PROVIDED RECORDS -
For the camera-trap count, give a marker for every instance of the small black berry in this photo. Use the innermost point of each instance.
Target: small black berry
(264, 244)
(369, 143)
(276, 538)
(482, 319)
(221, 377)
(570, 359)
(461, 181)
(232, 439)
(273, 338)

* * *

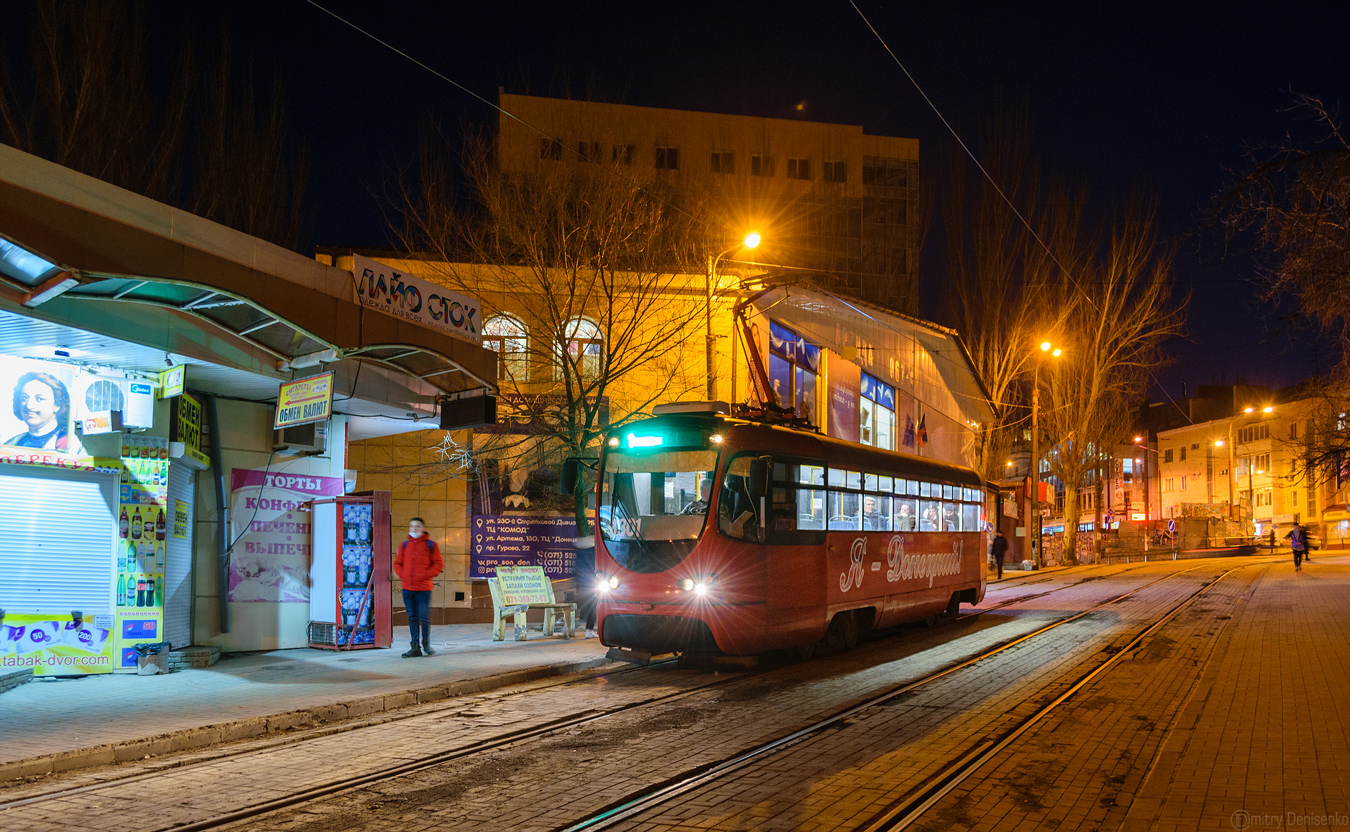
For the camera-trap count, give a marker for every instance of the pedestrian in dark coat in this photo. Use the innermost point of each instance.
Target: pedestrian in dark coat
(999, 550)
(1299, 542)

OBJECTIVE -
Rewrite the lines from the one containing "of the pedestrian" through the one containing "(1299, 542)", both included, changing "dark coat" to "red jacket" and leaving everything else unchanged.

FULL RESPONSE -
For the camera-trap count, give a marker for every instance of the pedestrian in red jacket in this photo. Use the innermost point of each instance.
Target: pedestrian in red jacket
(999, 550)
(1299, 542)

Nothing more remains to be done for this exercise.